SOURCE PASSAGE —
──────────────────────────────

Climate battle moves to Bolivia
Martin Khor
Last week over 30,000 people converged in the Bolivian town of Cochabamba in the heart of the Andes mountains for an unusual summit on climate change – it involved thousands of grassroots leaders as well as some political leaders and government officials.
It was a stark contrast to the stuffy conference rooms and diplomatic language of the formal climate negotiations. Indeed the 4-day People’s Conference on Climate Change and the Rights of Mother Earth was meant to both challenge and to contribute to the United Nations’ official climate talks.
The Cochabamba gathering was convened by Bolivia’s President Evo Morales, as a response to what he saw was the unfair way in which the Copenhagen climate conference was organised.
“When I arrived in Copenhagen, I was struck by environmental activists braving the freezing weather to voice their disappointment at being locked out of the meeting,” said Morales, an indigenous people’s leader who came to power some years ago on the wave of a popular movement.
“Inside the conference, I realized that Bolivia was in a position similar to that of the protesters outside. We, the representatives of the majority of the world’s peoples, were effectively being left in the cold while a tiny group dominated by a few rich governments met in private to produce an unacceptable compromise…which we refused to sign.
“Bolivia will not accept an agreement reached between the world’s biggest polluters that is based on the exclusion of the very countries, communities and peoples who will suffer most from the consequences of climate change…If governments could not come to an agreement because of self-interest or ideology, it is time for the people to decide.”
The Conference was organised to give grassroots groups, and especially indigenous people, the chance to be in the spotlight and air their views on how to tackle the climate crisis. Bolivia pledged to bring the results of the meeting into the UN’s negotiating halls.
Working groups on 17 topics discussed a variety of issues, and a summary of their conclusions was put into a 6-page Agreement of the People.
Since the crowd of participants was so big, a closing ceremony was held in a stadium, and leaders of social movements and environmental groups shared the limelight with Morales, Venezuelan President Hugo Chavez and other political leaders from the region.
The People’s Agreement called on developed countries to cut their greenhouse gases by 50% by 2020 (compared to 1990 levels). It also wanted the average global temperature rise to be limited to 1 degree celsius and greenhouse gas concentration in the atmosphere to be brought to below 300 ppm.

──────────────────────────────

LISTED RECORDS —
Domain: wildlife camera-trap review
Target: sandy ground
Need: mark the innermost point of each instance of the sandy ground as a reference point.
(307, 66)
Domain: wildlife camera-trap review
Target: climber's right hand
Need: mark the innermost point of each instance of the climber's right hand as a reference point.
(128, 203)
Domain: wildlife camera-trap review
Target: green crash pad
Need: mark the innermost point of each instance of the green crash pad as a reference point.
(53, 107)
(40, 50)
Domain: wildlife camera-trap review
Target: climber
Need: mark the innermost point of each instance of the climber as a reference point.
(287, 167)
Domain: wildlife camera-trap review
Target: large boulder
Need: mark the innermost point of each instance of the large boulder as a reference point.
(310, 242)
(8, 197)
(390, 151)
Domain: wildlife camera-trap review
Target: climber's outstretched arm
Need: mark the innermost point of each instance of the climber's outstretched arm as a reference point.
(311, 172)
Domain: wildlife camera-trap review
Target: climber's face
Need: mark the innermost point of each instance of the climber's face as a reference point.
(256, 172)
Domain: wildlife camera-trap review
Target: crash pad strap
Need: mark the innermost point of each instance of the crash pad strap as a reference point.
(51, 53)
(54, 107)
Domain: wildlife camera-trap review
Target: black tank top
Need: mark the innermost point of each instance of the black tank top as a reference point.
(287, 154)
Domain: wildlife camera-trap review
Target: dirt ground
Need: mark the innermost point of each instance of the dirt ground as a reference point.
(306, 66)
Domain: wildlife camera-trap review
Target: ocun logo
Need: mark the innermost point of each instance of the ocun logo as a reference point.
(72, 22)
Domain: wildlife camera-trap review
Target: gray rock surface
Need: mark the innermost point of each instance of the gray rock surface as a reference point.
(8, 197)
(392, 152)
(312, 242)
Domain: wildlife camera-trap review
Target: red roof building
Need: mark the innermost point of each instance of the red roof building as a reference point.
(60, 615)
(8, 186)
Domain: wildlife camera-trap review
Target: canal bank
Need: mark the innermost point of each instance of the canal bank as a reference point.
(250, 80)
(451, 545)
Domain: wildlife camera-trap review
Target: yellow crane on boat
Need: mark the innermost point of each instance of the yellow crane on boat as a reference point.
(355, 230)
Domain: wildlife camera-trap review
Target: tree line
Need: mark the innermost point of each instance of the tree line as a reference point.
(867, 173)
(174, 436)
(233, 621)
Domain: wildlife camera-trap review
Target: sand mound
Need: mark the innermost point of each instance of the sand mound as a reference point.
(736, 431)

──────────────────────────────

DIRECTIVE —
Please say whether each statement agrees with the Cochabamba climate article, answering yes or no and quoting the article's deciding words: (a) The People's Conference lasted four days. (b) The working groups covered 12 topics. (c) The People's Agreement wanted the average global temperature rise limited to 2 degrees celsius. The data has nothing to do with the Cochabamba climate article.

ANSWER TO THE PROBLEM —
(a) Yes: "the 4-day People’s Conference on Climate Change and the Rights of Mother Earth"
(b) No: "Working groups on 17 topics discussed a variety of issues"
(c) No: "wanted the average global temperature rise to be limited to 1 degree celsius"